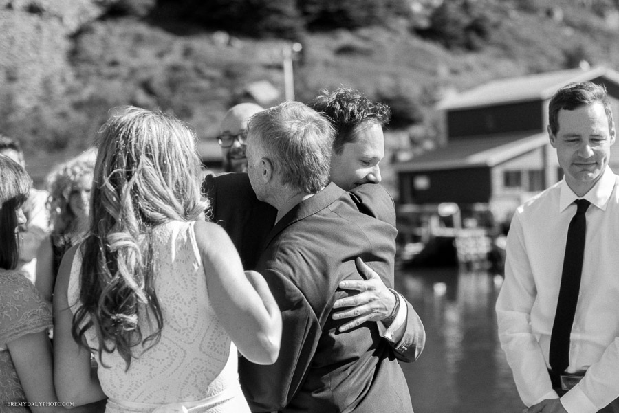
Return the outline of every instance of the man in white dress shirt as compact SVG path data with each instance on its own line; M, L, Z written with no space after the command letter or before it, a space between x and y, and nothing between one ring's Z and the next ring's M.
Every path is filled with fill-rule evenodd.
M615 129L605 89L589 82L561 88L550 101L549 119L564 179L520 206L512 221L497 302L501 345L525 412L619 412L619 177L608 166ZM550 342L579 199L590 205L565 344L569 364L558 375Z

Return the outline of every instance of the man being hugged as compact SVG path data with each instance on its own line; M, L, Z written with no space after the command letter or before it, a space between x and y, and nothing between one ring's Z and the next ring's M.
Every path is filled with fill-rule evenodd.
M317 112L286 102L250 121L248 173L257 198L277 210L257 266L282 312L281 351L272 366L241 359L239 374L254 412L412 412L394 350L376 322L346 333L332 315L360 280L360 257L393 286L395 228L360 212L328 183L334 131ZM385 196L388 196L385 193Z

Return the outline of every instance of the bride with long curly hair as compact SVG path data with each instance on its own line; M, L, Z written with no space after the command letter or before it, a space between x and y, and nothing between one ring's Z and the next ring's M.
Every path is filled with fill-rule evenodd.
M281 319L266 282L204 221L195 142L180 120L135 107L100 131L90 233L65 256L54 292L61 401L249 412L237 348L255 363L276 359Z

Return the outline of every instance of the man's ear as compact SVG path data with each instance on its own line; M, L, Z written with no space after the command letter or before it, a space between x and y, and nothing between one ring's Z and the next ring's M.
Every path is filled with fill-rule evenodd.
M267 157L263 157L260 159L260 177L262 180L267 183L271 180L274 173L273 170L273 163L271 159Z
M556 136L552 133L552 131L550 130L550 125L548 125L546 129L548 130L548 137L550 139L550 145L553 148L556 148Z

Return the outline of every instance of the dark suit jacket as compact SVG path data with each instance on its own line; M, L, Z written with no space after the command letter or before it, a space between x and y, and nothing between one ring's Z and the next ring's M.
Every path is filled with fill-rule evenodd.
M275 223L277 210L256 198L246 173L207 176L203 189L211 201L207 214L228 232L245 269L255 269ZM395 227L393 200L382 186L362 185L349 193L360 212ZM393 283L385 276L383 281L393 288ZM402 304L406 304L407 309L406 330L402 339L391 345L398 359L411 362L417 359L423 350L425 331L411 303L404 300Z
M376 323L346 333L332 318L338 284L360 279L360 256L393 285L395 228L359 212L336 186L297 205L270 232L257 271L279 305L277 361L239 360L241 383L255 412L412 413L404 374Z

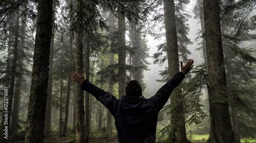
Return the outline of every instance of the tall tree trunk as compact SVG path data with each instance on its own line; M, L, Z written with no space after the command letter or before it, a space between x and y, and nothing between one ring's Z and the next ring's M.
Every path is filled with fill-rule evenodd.
M53 9L55 9L55 5L53 4ZM46 122L44 130L45 137L48 137L51 132L52 124L52 77L53 71L53 50L54 48L54 17L55 13L53 13L52 37L51 40L51 47L50 51L49 71L48 79L48 87L47 88L47 103L46 104Z
M90 41L87 34L86 42L86 78L90 79ZM89 80L90 81L90 80ZM86 92L86 137L89 142L90 133L90 94Z
M165 24L168 73L169 79L180 71L178 39L175 20L174 1L163 1L164 23ZM172 110L170 133L167 142L187 142L185 116L183 110L183 99L180 95L181 90L173 92L170 96L170 104L174 106ZM174 103L174 102L176 103Z
M43 142L52 35L52 0L38 0L37 26L25 142Z
M110 53L110 65L114 65L114 55L113 53ZM112 75L111 75L112 76ZM109 82L109 92L110 94L113 94L113 83L111 81L110 81ZM109 131L111 131L112 132L112 115L110 113L110 111L108 110L106 112L106 127L108 130Z
M199 8L199 14L201 21L201 27L202 29L202 33L204 34L205 33L205 30L204 28L204 11L203 11L203 0L198 0L198 6ZM207 66L207 57L206 53L206 42L205 41L205 37L203 36L203 51L204 53L204 64L206 66L205 70L206 72L208 73L208 68Z
M100 87L101 89L103 88L103 84L102 82L100 82ZM99 104L99 120L98 123L98 124L99 125L98 130L99 131L101 131L102 130L102 104L100 103L100 104Z
M17 13L16 13L16 21L15 21L15 41L14 41L14 58L13 58L13 67L12 67L12 74L13 74L13 77L16 76L16 74L17 73L15 74L14 73L16 73L16 67L17 65L17 61L18 60L18 30L19 30L19 7L17 8ZM15 66L13 67L13 66ZM13 78L13 80L15 80L15 79L14 77L13 77L12 76L11 76L12 77L12 79ZM11 126L10 126L10 134L14 134L14 131L15 132L17 132L18 130L17 129L17 118L18 116L17 115L17 109L18 108L18 96L19 96L19 87L20 85L20 77L18 77L17 78L17 81L15 83L15 93L14 92L14 85L13 84L13 87L12 87L12 95L11 94L11 92L10 92L10 95L9 95L9 103L8 103L8 110L10 109L10 111L9 113L10 115L11 115L11 121L9 120L10 120L11 116L8 116L8 125L10 125ZM13 84L14 82L14 81L12 81L12 80L11 81L11 86L10 86L10 91L12 91L12 87L11 86L12 85L12 83L13 82ZM13 94L13 93L14 93L15 94ZM13 107L12 109L12 110L11 110L11 108L12 106L12 101L13 99L11 97L13 97L14 98L13 100ZM11 103L10 103L11 102ZM11 124L10 124L11 123Z
M10 124L11 123L11 117L12 113L12 103L13 98L15 97L14 96L14 82L16 76L17 76L17 73L16 72L16 69L17 67L17 61L18 61L18 33L19 33L19 7L17 8L16 19L15 23L15 30L14 30L14 50L13 50L13 59L12 59L12 64L11 67L11 83L10 84L10 88L9 88L9 93L8 93L8 122L7 125L9 126L11 128L10 133L12 134L13 129L12 127L12 125ZM17 97L17 99L18 97ZM17 109L16 108L15 109ZM16 120L16 117L14 117L14 120ZM13 125L14 126L16 125Z
M233 89L233 83L232 83L231 73L230 72L228 66L227 66L227 84L228 88ZM228 96L228 99L230 103L234 102L233 97ZM238 119L237 116L237 108L234 105L230 104L231 106L231 117L232 119L232 125L233 125L233 132L234 133L234 141L236 143L241 143L239 131L238 130Z
M62 50L63 52L63 50ZM61 63L61 67L63 66L62 65L62 64ZM61 133L62 131L62 125L63 125L63 123L62 123L62 100L63 100L63 79L62 78L60 78L60 91L59 92L59 133Z
M83 2L77 1L77 21L76 31L76 72L79 74L83 70ZM84 126L84 108L83 91L81 85L76 83L76 142L84 143L86 141L86 129Z
M72 133L74 133L76 132L76 96L75 93L75 94L73 94L73 98L72 130L71 131Z
M118 14L118 91L119 99L125 95L125 53L124 47L125 45L125 23L124 17Z
M70 27L73 25L73 20L71 20ZM71 31L70 32L69 36L69 69L72 69L73 65L73 32ZM63 132L64 133L67 133L67 129L68 128L68 121L69 117L69 102L70 98L70 92L71 92L71 78L70 78L70 75L68 76L68 85L67 89L67 97L66 100L66 107L65 107L65 120L64 121L64 128L63 129Z
M229 116L224 65L218 0L203 2L204 27L209 76L209 108L211 130L208 141L234 142Z
M13 19L13 16L14 14L13 13L10 14L9 19ZM9 84L10 84L10 80L11 80L10 78L10 69L11 69L11 66L10 66L10 63L11 63L11 55L12 54L12 52L11 52L11 48L12 47L12 42L13 42L13 36L12 36L13 35L13 20L9 20L8 21L8 25L9 25L9 28L8 28L8 32L9 32L9 35L8 35L8 48L7 50L7 59L6 60L6 78L7 78L7 83L6 83L6 86L7 88L9 87ZM8 97L9 98L9 97ZM7 102L5 101L5 102ZM3 111L5 111L6 109L6 107L5 107L5 105L3 104ZM2 115L2 121L1 121L1 130L0 130L0 136L1 137L0 138L0 141L2 141L3 139L6 139L4 138L4 136L6 136L5 135L4 135L4 133L5 133L4 132L5 132L5 131L4 131L4 130L6 130L6 125L5 125L5 118L6 117L4 116L4 115L6 114L6 112L3 112L3 115Z

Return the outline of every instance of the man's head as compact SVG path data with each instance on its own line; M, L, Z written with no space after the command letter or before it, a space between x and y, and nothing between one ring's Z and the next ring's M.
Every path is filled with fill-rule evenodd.
M141 86L137 80L133 80L127 84L125 88L127 96L139 97L142 96Z

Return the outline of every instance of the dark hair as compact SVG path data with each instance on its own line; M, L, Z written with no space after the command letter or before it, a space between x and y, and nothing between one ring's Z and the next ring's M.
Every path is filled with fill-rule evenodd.
M139 81L136 80L131 80L127 84L125 91L127 96L135 97L142 96L141 86Z

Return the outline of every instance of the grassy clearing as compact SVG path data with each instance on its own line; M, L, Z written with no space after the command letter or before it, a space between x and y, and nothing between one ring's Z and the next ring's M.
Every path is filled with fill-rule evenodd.
M193 142L204 142L206 141L209 138L209 134L198 135L191 134L187 136L187 139Z
M205 142L209 138L209 134L198 135L191 134L187 136L187 139L193 142ZM256 143L256 138L242 138L241 139L241 143Z
M256 138L242 138L241 139L241 142L243 143L256 143Z

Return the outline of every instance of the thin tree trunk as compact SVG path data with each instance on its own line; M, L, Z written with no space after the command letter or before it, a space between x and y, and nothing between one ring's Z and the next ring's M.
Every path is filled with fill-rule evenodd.
M70 23L70 27L73 24L73 20L71 20ZM70 54L69 54L69 69L71 69L73 65L73 32L70 32L70 36L69 36L69 50L70 50ZM67 97L66 101L66 107L65 107L65 120L64 121L64 128L63 129L63 132L64 133L67 133L67 129L68 128L68 121L69 117L69 102L70 102L70 92L71 92L71 78L70 78L70 76L69 73L68 76L68 85L67 85Z
M15 22L15 42L14 42L14 50L16 49L16 50L18 50L18 30L19 30L19 8L18 8L17 9L17 15L16 15L16 22ZM17 56L17 51L15 52L14 51L14 56L15 56L15 54L16 54L16 56ZM23 61L22 59L20 59L21 61ZM16 62L15 63L15 64L16 64ZM14 63L13 63L13 64L14 64ZM16 69L16 67L15 67ZM19 70L20 71L20 69ZM17 118L18 118L18 114L17 115L17 113L18 113L18 111L17 110L18 109L18 99L19 99L19 96L20 95L19 93L19 88L20 87L20 82L21 82L21 77L17 77L17 80L15 83L15 89L14 91L14 96L13 96L13 107L12 109L12 118L11 118L11 126L10 126L10 134L14 134L15 133L17 133L18 132L18 129L17 128ZM11 105L9 105L9 108L10 108L11 109ZM10 124L8 124L10 125Z
M52 1L38 0L37 26L25 142L43 142L51 37Z
M53 4L53 9L55 9L55 5ZM54 17L55 14L53 14ZM48 137L51 133L52 124L52 77L53 69L53 50L54 48L54 18L52 20L52 37L51 40L51 47L50 51L49 71L48 87L47 88L47 103L46 104L46 122L44 130L45 137Z
M227 66L227 85L228 88L233 89L233 83L232 83L231 73L228 68L228 65ZM231 95L228 96L228 99L230 103L234 102L234 99L233 97L230 97ZM233 127L233 132L234 134L234 141L236 143L241 143L240 136L239 135L239 130L238 130L238 119L237 115L237 108L233 105L230 104L231 106L231 117L232 119L232 125Z
M123 95L125 95L125 52L123 46L125 43L125 24L124 17L121 14L118 14L118 91L119 99L121 99Z
M83 15L82 1L77 1L77 21L76 32L76 72L79 74L83 69L83 30L82 23ZM76 142L87 142L84 126L84 108L83 91L81 85L76 83Z
M211 130L208 141L213 143L234 142L227 95L224 88L226 85L226 81L219 1L204 0L203 3L210 78L209 108Z
M169 79L170 79L174 75L180 71L175 4L174 0L164 0L163 4L168 77ZM175 91L170 96L170 104L175 106L174 107L175 109L172 110L171 112L171 130L167 142L172 141L178 143L187 142L183 110L183 99L180 95L181 93L181 90Z
M16 19L15 19L15 30L14 30L14 50L13 50L13 59L12 59L12 65L11 67L11 83L10 84L10 88L9 88L9 93L8 93L8 122L7 125L9 125L10 129L10 133L12 134L13 128L12 125L10 124L11 123L11 115L13 115L12 113L12 103L13 103L13 98L15 97L14 95L14 82L16 76L17 76L17 73L16 72L16 69L17 67L17 61L18 60L18 33L19 33L19 7L17 8L16 11ZM16 99L18 98L17 97ZM17 105L16 104L16 105ZM15 107L15 110L17 109L16 107ZM15 113L14 113L15 114ZM14 117L14 120L16 120L16 116ZM14 121L13 121L14 122ZM13 125L14 126L16 125Z
M100 82L100 89L102 89L103 88L103 85L102 83ZM101 131L102 130L102 104L100 103L99 105L99 120L98 120L98 130L99 131Z
M62 50L63 52L63 50ZM61 63L61 67L63 66ZM62 98L63 98L63 79L60 78L60 91L59 93L59 133L61 134L62 131Z
M205 30L204 28L204 11L203 11L203 0L198 0L198 6L199 7L199 13L201 21L201 27L202 29L202 33L204 34L205 33ZM206 42L205 41L205 37L203 36L203 51L204 53L204 64L206 66L205 70L206 73L208 73L208 68L207 66L207 57L206 53Z
M72 133L74 133L76 132L76 96L75 94L73 94L73 116L72 116L72 130L71 131Z
M10 19L12 19L13 18L14 15L13 14L11 14L10 16ZM9 32L9 39L8 39L8 48L7 50L7 59L6 60L6 78L7 78L7 83L6 83L6 86L7 88L9 88L9 85L10 84L10 80L11 80L10 78L10 69L11 69L10 68L10 63L11 63L11 54L12 54L11 53L11 48L12 47L12 33L13 33L13 20L9 20L8 22L8 25L9 25L9 28L8 28L8 32ZM4 102L8 102L6 101L4 101ZM3 111L4 111L5 110L6 107L5 107L4 104L3 104ZM4 137L5 136L6 136L6 135L4 135L4 130L6 130L5 124L5 118L6 117L4 116L4 115L6 114L5 112L3 112L3 115L2 115L2 121L1 121L1 130L0 130L0 136L1 137L0 138L0 141L2 141L3 139L6 139ZM7 135L8 135L8 134Z
M90 41L88 34L87 35L86 42L86 78L90 80ZM89 80L90 81L90 80ZM90 94L86 92L86 137L89 141L90 133Z

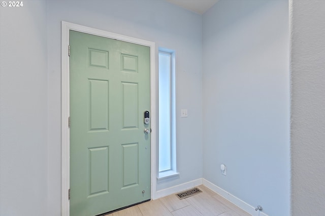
- - -
§ **Exercise instructions**:
Retype the lines of the records starting with the line containing "Return the outline of every instance of the man being" and going on through the line containing "M281 319L266 282L204".

§ **Exercise result**:
Return the outline of every instance of the man being hugged as compact SVG path data with each instance on its own line; M, L, Z written with no space after the command letter or before it, a space between x and y, and nothing between one ring's Z and the next ring's M.
Every path is filled with fill-rule evenodd.
M317 112L286 102L250 121L248 173L257 198L277 210L257 266L282 312L281 351L272 366L241 359L239 374L254 412L412 412L394 350L376 322L346 333L332 315L360 280L360 257L393 286L395 228L360 212L328 183L334 131ZM385 196L388 196L385 193Z

Return the outline of every instance of the bride with long curly hair as compact SVG path data with each instance on its own line; M, L, Z written with no space after the command letter or before it, a space between x and y, and nothing between one ring's Z and the next ring's M.
Every path is filled with fill-rule evenodd.
M281 319L266 282L204 221L195 142L180 120L135 107L100 131L90 233L65 256L54 292L61 401L249 412L237 348L255 363L276 359Z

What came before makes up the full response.